## Set problem 1:
Pick out every line of the listing that contains the string "target", and copy each one in full. Case counts.

## Document passage:
▼

Note the forward pass returns the reconstructed image (recon), the mean (mu), and the log variance (logvar) of the latent distribution. The mean and log variance are used to compute the :link Kullback-Leibler (KL) divergence loss, which helps regularize the latent space during training. The KL divergence ensures that the latent distribution remains close to a standard normal distribution, which aids in generating realistic samples and controlling the model’s capacity.

Show the code
# The VAE model
class VAE_UNet(nn.Module):
    """U-Net style VAE that returns reconstruction, mu, logvar."""

    def __init__(self, latent_dim=128):
        super(VAE_UNet, self).__init__()
        self.encoder = Encoder(latent_dim)
        self.decoder = Decoder(latent_dim)

    def reparameterize(self, mu, logvar):
        std = torch.exp(0.5 * logvar)
        eps = torch.randn_like(std)
        return mu + eps * std

    def forward(self, x):
        f1, f2, f3, f4, mu, logvar = self.encoder(x)
        z = self.reparameterize(mu, logvar)
        recon = self.decoder(z, f1, f2, f3, f4)
        return recon, mu, logvar

Try not to get too lost in the mathematics of the model. It is not an easy topic to grapple with, for now what matters is that you understand the high-level architecture of the model, the main parameters involved, and how the encoder and decoder work together to learn a compressed representation of the input data. If you are curious, you can read the original paper by Kingma and Welling that introduced the VAE concept, or a slightly gentler introduction.

Annealing the KL divergence

During training, the VAE model minimizes a loss function that consists of two components: a reconstruction loss and a Kullback-Leibler (KL) divergence loss. The reconstruction loss measures the difference between the input and the reconstructed output, while the KL divergence loss ensures that the latent distribution remains close to a standard normal distribution.

The KL divergence loss is weighted by a parameter kl_weight, which controls the importance of the KL divergence term during training. An annealing schedule is often used to gradually increase the KL weight over the course of training. This helps the model first focus on learning a good reconstruction, before enforcing a more structured latent space.

▲

## Records shown:
▼

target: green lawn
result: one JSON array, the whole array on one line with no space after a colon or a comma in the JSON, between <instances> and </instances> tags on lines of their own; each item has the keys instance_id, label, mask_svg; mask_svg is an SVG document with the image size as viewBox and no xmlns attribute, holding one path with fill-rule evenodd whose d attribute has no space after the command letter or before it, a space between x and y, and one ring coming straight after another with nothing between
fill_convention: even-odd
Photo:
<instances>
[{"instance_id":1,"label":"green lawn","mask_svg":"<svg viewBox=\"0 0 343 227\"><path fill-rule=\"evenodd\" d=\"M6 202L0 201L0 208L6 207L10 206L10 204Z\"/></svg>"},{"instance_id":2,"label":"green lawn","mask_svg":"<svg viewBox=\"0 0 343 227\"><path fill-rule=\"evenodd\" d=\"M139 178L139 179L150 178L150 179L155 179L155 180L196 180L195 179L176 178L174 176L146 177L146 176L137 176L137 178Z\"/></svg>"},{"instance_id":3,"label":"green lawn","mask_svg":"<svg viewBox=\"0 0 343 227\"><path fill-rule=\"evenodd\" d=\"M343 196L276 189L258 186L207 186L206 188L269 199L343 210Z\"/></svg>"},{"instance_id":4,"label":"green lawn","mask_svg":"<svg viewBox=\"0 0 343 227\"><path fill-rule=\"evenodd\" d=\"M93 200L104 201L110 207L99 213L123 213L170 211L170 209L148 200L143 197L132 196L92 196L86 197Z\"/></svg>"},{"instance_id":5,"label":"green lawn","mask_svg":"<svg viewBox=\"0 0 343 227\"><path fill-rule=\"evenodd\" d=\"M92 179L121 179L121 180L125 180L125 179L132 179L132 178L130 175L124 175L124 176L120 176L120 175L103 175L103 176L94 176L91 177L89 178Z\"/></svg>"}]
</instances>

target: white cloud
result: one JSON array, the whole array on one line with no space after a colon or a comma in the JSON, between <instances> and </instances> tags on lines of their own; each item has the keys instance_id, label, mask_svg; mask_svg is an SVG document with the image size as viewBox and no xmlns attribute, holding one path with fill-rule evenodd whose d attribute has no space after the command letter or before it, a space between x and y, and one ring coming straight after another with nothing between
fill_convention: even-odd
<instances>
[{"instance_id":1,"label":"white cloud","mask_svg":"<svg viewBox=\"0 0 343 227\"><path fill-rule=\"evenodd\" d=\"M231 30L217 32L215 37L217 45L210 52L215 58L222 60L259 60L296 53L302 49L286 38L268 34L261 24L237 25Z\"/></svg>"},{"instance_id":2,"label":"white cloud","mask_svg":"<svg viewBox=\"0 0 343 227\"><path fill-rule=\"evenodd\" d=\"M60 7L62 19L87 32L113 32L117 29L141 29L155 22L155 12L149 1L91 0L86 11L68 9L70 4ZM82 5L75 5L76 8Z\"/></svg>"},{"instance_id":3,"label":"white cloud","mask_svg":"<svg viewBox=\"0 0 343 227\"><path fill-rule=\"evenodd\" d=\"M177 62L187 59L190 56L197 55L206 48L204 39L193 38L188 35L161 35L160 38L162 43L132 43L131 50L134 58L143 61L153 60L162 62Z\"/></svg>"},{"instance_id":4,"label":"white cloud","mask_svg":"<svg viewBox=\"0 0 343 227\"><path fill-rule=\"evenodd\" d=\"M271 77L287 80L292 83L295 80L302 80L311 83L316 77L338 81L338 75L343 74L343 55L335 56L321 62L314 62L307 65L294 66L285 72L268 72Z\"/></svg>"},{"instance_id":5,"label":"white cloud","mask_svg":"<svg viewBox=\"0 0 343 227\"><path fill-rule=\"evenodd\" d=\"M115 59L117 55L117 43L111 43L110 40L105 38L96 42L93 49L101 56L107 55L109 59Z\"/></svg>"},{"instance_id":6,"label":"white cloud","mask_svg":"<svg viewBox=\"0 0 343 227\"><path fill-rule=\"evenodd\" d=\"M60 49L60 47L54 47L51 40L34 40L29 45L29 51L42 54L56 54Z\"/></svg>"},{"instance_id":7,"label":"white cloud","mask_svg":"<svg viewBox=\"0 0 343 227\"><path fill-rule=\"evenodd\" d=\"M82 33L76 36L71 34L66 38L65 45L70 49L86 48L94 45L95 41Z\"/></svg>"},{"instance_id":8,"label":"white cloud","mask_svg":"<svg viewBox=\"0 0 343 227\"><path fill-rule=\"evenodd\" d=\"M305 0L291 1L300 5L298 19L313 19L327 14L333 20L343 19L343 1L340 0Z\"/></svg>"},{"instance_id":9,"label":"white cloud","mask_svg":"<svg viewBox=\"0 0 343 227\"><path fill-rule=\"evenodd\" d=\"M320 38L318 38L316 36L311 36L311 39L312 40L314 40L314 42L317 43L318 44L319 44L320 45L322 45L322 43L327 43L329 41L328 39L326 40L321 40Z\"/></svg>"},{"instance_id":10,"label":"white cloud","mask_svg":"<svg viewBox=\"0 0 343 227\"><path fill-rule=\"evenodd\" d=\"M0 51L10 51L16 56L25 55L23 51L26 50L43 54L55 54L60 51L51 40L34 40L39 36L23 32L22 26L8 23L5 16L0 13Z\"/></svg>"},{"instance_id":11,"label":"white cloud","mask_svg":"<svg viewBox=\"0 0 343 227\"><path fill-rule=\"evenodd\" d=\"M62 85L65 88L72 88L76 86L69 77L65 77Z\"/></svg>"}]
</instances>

▲

## Set problem 2:
Extend the passage on training a variational autoencoder, starting after its final sentence.

## Response 1:
target: green lawn
target: white cloud

## Response 2:
Here we define a simple linear annealing function that scales the KL weight from \(0\) to \(1\) between a start and end epoch. This function will be used during training to adjust the KL weight over time.

Show the code
# The KL annealing function
def kl_anneal_function(epoch, start_epoch=0, end_epoch=10):
    """
    Linearly scales KL weight from 0.0 to 1.0 between start_epoch and end_epoch.
    """
    if epoch < start_epoch:
        return 0.0
    elif epoch > end_epoch:
        return 1.0
    else:
        return (epoch - start_epoch) / (end_epoch - start_epoch)

Here’s what the KL annealing schedule looks like over the course of training for 100 epochs. The KL weight starts at \(0.0\) and gradually increases to \(1.0\) between epochs 0 and 50.

Show the code
# Plot the KL annealing schedule

epochs = 100
kl_weights = [kl_anneal_function(epoch, 0, epochs // 2) for epoch in range(epochs)]
plt.figure(figsize=(8, 4))
plt.plot(range(epochs), kl_weights, marker="o")
plt.xlabel("Epoch")
plt.ylabel("KL Weight")
plt.title("KL Annealing Schedule")
plt.grid(True)
plt.show()

The loss function

The loss function of the VAE, as we have touched upon before, is composed of two main components: the reconstruction loss (recon_loss) and the KL divergence term (KL_loss). The reconstruction loss measures how close the reconstructed output is to the original input, but in our function is computed only over the masked region using Mean Squared Error (MSE). This ensures that the model focuses on accurately recreating the parts of the image that matter most.

By balancing these two components, the overall loss ensures that the model not only produces high-quality reconstructions but also learns a well-structured latent space. The kl_weight parameter lets you adjust the emphasis on the KL divergence term relative to the reconstruction loss. A higher kl_weight will force the latent space to be more closely aligned with a normal distribution, potentially at the expense of reconstruction accuracy, whereas a lower weight will prioritize accurate reconstructions. The annealing scheduler we defined earlier helps the model go from focusing on the broader structure of the latent space to the finer details as training progresses.

In this function, recon_x is the reconstructed output, x is the original input, mu is the mean of the latent distribution, logvar is the log variance (all of which are computed in the forward pass), and mask is the binary mask indicating the missing region.

Show the code
def loss_function(recon_x, x, mu, logvar, mask, kl_weight):
    # MSE only over the masked region
    recon_loss = nn.functional.mse_loss(recon_x * mask, x * mask, reduction="sum")
    # KL divergence
    KL_loss = -0.5 * torch.sum(1 + logvar - mu.pow(2) - logvar.exp())
    return recon_loss + kl_weight * KL_loss

The training loop

We now have all the components needed to train our VAE model for the inpainting task. The training loop consists of the following steps:

  1. Iterate over the dataset in batches.
  2. Compute the forward pass through the model to get the reconstructed output, mean, and log variance.
  3. Compute the loss function using the reconstructed output, original input, mean, log variance, and mask.
  4. Backpropagate the gradients and update the model parameters.
  5. Periodically run an inference step to visualize the inpainting results.
Show the code
from tqdm import tqdm


# A training loop with periodic inference
def train_vae_unet(model, dataloader, optimizer, device, epochs=20, inferences=10):
    model.train()
    interval = max(1, epochs // inferences)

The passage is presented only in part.